WHAT THE EXERCISE ASKS » Extract every line in the entries below that contains the string "table", and copy each such line in full. Treat the match as case-sensitive.
═══ INFORMATION PROVIDED ═══
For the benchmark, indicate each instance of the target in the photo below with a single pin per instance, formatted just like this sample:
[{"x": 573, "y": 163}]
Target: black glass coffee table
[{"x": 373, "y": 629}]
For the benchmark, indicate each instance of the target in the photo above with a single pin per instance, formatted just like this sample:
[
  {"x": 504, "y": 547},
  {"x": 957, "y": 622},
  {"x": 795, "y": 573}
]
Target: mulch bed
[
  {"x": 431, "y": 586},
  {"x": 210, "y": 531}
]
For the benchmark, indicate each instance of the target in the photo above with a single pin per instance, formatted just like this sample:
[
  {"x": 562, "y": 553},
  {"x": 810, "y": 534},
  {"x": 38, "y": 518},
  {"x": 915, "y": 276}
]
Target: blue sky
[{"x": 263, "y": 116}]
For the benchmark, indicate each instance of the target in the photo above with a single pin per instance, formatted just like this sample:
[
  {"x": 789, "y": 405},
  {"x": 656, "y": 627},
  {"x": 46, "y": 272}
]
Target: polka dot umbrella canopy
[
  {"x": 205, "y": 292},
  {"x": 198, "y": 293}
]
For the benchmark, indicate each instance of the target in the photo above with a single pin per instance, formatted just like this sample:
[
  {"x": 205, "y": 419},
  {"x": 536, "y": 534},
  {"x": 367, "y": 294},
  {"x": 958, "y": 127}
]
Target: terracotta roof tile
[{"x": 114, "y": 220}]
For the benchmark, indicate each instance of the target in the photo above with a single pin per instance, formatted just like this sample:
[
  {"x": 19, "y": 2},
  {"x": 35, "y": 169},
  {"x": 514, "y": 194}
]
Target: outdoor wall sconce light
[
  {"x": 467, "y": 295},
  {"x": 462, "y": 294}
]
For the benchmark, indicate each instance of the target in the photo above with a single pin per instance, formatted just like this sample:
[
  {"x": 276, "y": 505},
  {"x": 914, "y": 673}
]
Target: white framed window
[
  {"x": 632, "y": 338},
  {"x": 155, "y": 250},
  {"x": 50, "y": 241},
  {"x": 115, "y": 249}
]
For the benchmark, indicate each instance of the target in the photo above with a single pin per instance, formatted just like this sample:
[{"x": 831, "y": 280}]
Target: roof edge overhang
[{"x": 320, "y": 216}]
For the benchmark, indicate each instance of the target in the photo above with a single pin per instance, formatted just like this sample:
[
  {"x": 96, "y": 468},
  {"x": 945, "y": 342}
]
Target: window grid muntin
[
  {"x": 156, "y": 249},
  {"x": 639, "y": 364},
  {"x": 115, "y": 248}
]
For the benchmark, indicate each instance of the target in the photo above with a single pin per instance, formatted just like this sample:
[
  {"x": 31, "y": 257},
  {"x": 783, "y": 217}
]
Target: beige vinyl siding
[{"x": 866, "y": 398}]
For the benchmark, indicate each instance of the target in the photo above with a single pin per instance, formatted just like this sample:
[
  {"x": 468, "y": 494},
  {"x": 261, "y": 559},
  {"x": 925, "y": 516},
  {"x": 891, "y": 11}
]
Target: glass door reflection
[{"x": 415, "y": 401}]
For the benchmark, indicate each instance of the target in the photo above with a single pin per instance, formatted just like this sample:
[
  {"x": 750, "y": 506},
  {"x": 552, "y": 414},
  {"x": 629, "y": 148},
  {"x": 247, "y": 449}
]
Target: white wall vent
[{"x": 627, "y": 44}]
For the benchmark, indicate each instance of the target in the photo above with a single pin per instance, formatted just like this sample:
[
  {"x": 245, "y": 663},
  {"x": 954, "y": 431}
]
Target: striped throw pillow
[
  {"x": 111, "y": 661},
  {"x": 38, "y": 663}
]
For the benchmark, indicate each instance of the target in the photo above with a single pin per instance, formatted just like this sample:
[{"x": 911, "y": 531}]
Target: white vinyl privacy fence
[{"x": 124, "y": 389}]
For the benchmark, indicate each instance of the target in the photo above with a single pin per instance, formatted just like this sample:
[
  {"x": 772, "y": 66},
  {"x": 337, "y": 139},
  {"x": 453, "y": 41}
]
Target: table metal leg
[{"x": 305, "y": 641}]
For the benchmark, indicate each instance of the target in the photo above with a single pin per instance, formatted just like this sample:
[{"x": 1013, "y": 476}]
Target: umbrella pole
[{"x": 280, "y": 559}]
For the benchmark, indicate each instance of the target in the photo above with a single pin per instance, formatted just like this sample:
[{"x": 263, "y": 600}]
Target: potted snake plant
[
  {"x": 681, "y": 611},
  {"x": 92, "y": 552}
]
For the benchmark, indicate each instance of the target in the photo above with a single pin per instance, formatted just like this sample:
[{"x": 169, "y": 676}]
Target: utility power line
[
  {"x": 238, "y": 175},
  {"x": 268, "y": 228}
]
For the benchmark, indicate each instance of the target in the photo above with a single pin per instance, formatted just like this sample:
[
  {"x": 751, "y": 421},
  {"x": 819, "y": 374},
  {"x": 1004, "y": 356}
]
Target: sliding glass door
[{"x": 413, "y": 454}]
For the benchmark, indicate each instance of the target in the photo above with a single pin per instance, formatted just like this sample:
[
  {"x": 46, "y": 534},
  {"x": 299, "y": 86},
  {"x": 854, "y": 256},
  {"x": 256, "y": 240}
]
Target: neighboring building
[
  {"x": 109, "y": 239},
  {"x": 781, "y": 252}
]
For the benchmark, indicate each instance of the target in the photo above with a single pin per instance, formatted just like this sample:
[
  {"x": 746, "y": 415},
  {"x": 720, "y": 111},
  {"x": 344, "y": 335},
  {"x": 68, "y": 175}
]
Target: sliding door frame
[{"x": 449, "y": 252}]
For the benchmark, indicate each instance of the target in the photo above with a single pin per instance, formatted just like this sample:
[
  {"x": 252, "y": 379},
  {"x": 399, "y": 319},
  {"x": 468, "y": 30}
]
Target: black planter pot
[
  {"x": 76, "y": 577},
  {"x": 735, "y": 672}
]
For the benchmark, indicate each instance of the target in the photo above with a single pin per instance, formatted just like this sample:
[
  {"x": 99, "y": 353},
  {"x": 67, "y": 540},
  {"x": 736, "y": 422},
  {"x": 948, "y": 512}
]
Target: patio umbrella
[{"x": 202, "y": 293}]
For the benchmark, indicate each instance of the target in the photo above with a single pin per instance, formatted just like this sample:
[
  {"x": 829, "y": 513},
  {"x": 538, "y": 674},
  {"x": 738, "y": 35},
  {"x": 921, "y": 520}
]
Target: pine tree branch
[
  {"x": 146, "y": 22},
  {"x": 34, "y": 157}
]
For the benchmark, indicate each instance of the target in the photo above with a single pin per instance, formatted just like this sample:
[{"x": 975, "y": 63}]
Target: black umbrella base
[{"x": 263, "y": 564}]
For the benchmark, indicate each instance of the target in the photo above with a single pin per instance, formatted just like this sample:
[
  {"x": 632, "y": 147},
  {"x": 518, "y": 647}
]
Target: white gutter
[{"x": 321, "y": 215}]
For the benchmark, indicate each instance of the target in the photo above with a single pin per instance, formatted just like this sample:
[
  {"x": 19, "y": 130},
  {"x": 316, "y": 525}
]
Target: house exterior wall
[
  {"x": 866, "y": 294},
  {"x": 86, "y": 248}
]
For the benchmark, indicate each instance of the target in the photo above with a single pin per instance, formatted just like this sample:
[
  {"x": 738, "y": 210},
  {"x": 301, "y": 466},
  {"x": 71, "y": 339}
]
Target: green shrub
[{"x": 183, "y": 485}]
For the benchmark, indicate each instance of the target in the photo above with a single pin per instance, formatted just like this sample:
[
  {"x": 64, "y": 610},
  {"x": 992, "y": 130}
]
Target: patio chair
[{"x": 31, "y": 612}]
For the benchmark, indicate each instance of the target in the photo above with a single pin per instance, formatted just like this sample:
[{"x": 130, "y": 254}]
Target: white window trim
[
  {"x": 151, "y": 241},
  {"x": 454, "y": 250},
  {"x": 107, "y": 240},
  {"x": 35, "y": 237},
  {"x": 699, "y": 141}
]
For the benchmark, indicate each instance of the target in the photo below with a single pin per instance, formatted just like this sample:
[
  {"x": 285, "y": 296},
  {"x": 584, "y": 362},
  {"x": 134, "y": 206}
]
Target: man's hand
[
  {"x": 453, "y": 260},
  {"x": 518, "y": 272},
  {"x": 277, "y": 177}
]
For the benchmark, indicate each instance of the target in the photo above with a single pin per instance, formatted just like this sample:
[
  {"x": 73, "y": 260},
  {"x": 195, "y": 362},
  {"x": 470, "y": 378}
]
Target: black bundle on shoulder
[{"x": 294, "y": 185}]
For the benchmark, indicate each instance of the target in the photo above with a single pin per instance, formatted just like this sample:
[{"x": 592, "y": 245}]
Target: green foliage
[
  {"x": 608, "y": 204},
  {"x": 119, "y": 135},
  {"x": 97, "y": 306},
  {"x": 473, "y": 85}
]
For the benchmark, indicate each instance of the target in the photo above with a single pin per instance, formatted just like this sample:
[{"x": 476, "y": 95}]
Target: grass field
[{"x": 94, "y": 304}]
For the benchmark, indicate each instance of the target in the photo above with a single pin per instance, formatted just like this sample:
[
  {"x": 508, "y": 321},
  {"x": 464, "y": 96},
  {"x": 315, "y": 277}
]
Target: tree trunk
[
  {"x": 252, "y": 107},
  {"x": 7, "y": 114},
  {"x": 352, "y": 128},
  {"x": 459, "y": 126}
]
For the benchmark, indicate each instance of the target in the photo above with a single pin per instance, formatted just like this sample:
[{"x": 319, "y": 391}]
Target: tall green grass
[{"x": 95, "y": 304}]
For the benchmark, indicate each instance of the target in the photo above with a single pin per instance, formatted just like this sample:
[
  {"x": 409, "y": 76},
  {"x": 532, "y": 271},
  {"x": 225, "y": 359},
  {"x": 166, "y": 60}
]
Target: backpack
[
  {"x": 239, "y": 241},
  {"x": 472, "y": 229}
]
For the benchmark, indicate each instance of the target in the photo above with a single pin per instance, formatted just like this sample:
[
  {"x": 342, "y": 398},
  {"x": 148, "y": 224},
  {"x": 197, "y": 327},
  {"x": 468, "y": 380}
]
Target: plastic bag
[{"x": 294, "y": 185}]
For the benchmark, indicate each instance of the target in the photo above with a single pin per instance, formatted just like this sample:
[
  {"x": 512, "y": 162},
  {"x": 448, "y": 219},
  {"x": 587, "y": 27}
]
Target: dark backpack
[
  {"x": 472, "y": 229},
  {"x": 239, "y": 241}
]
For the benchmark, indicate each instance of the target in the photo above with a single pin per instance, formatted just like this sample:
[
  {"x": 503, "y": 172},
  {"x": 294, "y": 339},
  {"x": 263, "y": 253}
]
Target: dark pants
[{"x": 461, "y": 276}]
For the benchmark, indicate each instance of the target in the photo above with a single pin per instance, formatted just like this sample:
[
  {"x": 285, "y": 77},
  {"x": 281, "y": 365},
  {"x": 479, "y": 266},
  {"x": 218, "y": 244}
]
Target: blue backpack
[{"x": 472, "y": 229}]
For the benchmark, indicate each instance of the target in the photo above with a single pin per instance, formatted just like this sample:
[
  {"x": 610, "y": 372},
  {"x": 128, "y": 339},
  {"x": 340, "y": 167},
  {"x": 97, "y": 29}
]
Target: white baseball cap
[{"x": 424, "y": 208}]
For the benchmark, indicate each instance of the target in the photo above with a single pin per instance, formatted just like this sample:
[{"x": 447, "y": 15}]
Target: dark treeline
═══
ANSWER IN FULL »
Target: black glass coffee table
Target: table metal leg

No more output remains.